_WHAT YOU WILL DO_:
1 – Using the chemical definitions passage, decide whether each statement agrees with it: (a) the saturated hydrocarbylene group in L11 may be branched; (b) XBI can only be iodine; (c) the linking group in L12 may contain a nitrogen atom. For each, answer yes or no and quote the words that settle it.
2 – Copy word for word the part of the chemical definitions passage that opens with the words containing "XBI is iodine" and closes with "or nitrogen atom.".

··· EXCERPTED PASSAGE

XBI is iodine or bromine. A plurality of XBI may be identical or different when x and/or y is 2 or more.


L11 is a single bond, ether bond, ester bond, or a C1-C6 saturated hydrocarbylene group which may contain an ether bond or ester bond. The saturated hydrocarbylene group may be straight, branched or cyclic.


L12 is a single bond or a C1-C20 divalent linking group when x=1, or a C1-C20 (x+1)-valent linking group when x=2 or 3. The linking group may contain an oxygen, sulfur or nitrogen atom.

······
··· RECORDS PROVIDED

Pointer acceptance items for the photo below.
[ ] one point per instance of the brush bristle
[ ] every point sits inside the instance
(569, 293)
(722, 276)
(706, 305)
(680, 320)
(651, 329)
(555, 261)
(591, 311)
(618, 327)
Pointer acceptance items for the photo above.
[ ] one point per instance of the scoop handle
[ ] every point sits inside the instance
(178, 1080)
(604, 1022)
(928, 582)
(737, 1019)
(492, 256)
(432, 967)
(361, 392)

······

_RESPONSES FOR EACH TASK_:
1 –
(a) Yes: "The saturated hydrocarbylene group may be straight, branched or cyclic."
(b) No: "XBI is iodine or bromine."
(c) Yes: "The linking group may contain an oxygen, sulfur or nitrogen atom."

2 –
XBI is iodine or bromine. A plurality of XBI may be identical or different when x and/or y is 2 or more.


L11 is a single bond, ether bond, ester bond, or a C1-C6 saturated hydrocarbylene group which may contain an ether bond or ester bond. The saturated hydrocarbylene group may be straight, branched or cyclic.


L12 is a single bond or a C1-C20 divalent linking group when x=1, or a C1-C20 (x+1)-valent linking group when x=2 or 3. The linking group may contain an oxygen, sulfur or nitrogen atom.